___ LISTED RECORDS

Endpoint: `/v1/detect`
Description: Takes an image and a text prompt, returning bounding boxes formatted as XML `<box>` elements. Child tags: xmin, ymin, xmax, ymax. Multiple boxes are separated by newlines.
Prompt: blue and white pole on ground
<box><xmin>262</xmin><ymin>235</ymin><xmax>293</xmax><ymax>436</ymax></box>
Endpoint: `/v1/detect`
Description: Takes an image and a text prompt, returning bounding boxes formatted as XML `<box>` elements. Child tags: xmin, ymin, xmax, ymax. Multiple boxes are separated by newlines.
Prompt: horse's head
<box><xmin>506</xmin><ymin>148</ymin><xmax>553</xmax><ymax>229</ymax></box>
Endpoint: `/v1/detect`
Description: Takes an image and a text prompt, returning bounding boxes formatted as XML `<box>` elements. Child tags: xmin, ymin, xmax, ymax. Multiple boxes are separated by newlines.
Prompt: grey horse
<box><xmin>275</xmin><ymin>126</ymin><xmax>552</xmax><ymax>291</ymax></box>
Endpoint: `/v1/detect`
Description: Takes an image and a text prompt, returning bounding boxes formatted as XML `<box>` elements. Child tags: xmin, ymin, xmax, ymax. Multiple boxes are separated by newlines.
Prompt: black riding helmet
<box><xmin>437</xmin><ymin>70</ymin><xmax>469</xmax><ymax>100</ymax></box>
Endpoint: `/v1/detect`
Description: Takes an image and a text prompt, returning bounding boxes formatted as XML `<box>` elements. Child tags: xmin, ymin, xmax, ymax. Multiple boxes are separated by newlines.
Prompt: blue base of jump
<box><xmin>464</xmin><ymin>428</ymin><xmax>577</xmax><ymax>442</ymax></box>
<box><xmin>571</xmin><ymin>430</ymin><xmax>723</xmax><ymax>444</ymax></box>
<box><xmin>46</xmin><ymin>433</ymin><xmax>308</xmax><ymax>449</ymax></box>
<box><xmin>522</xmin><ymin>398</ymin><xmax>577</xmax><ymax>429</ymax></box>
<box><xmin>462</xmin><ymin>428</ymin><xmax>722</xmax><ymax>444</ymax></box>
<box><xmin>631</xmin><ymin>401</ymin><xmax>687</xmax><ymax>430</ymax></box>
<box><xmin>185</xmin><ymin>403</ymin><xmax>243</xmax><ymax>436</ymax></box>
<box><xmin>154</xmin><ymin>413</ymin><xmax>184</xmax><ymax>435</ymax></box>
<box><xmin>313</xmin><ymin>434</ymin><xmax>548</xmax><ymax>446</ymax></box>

______

## WHAT YOU NEED TO DO
Please transcribe all of the records, keeping every line exactly as it is.

## WRITTEN RESPONSE
Endpoint: `/v1/detect`
Description: Takes an image and a text prompt, returning bounding boxes formatted as XML `<box>` elements. Child tags: xmin, ymin, xmax, ymax. Multiple boxes are separated by newlines.
Prompt: blue and white pole on ground
<box><xmin>262</xmin><ymin>235</ymin><xmax>293</xmax><ymax>436</ymax></box>
Endpoint: `/v1/detect`
Description: Takes an image and a text prompt, returning bounding boxes formatted as XML `<box>` elements. Child tags: xmin, ymin, xmax, ymax. Multiple boxes are separated by newlines.
Prompt: horse's head
<box><xmin>506</xmin><ymin>148</ymin><xmax>553</xmax><ymax>229</ymax></box>
Endpoint: `/v1/detect`
Description: Takes an image and a text prompt, returning bounding boxes formatted as XML `<box>` elements. Child tags: xmin, ymin, xmax, ymax. Multiple boxes are separated by newlines.
Prompt: grey horse
<box><xmin>275</xmin><ymin>126</ymin><xmax>552</xmax><ymax>291</ymax></box>
Endpoint: `/v1/detect`
Description: Takes an image and a text prompt, returning bounding boxes formatted as XML `<box>` elements. Child tags: xmin, ymin, xmax, ymax. Multiple boxes are separated by newlines.
Prompt: black riding helmet
<box><xmin>437</xmin><ymin>70</ymin><xmax>469</xmax><ymax>100</ymax></box>
Endpoint: `/v1/detect`
Description: Takes an image and a text prompt, returning bounding boxes formatted as XML `<box>` elements. Child tags: xmin, ymin, xmax, ymax. Multiple boxes are separated by newlines.
Prompt: blue base of jump
<box><xmin>464</xmin><ymin>428</ymin><xmax>577</xmax><ymax>442</ymax></box>
<box><xmin>571</xmin><ymin>430</ymin><xmax>723</xmax><ymax>444</ymax></box>
<box><xmin>46</xmin><ymin>433</ymin><xmax>308</xmax><ymax>449</ymax></box>
<box><xmin>522</xmin><ymin>398</ymin><xmax>577</xmax><ymax>429</ymax></box>
<box><xmin>462</xmin><ymin>428</ymin><xmax>722</xmax><ymax>444</ymax></box>
<box><xmin>631</xmin><ymin>401</ymin><xmax>687</xmax><ymax>430</ymax></box>
<box><xmin>185</xmin><ymin>403</ymin><xmax>243</xmax><ymax>436</ymax></box>
<box><xmin>154</xmin><ymin>413</ymin><xmax>184</xmax><ymax>435</ymax></box>
<box><xmin>313</xmin><ymin>434</ymin><xmax>548</xmax><ymax>446</ymax></box>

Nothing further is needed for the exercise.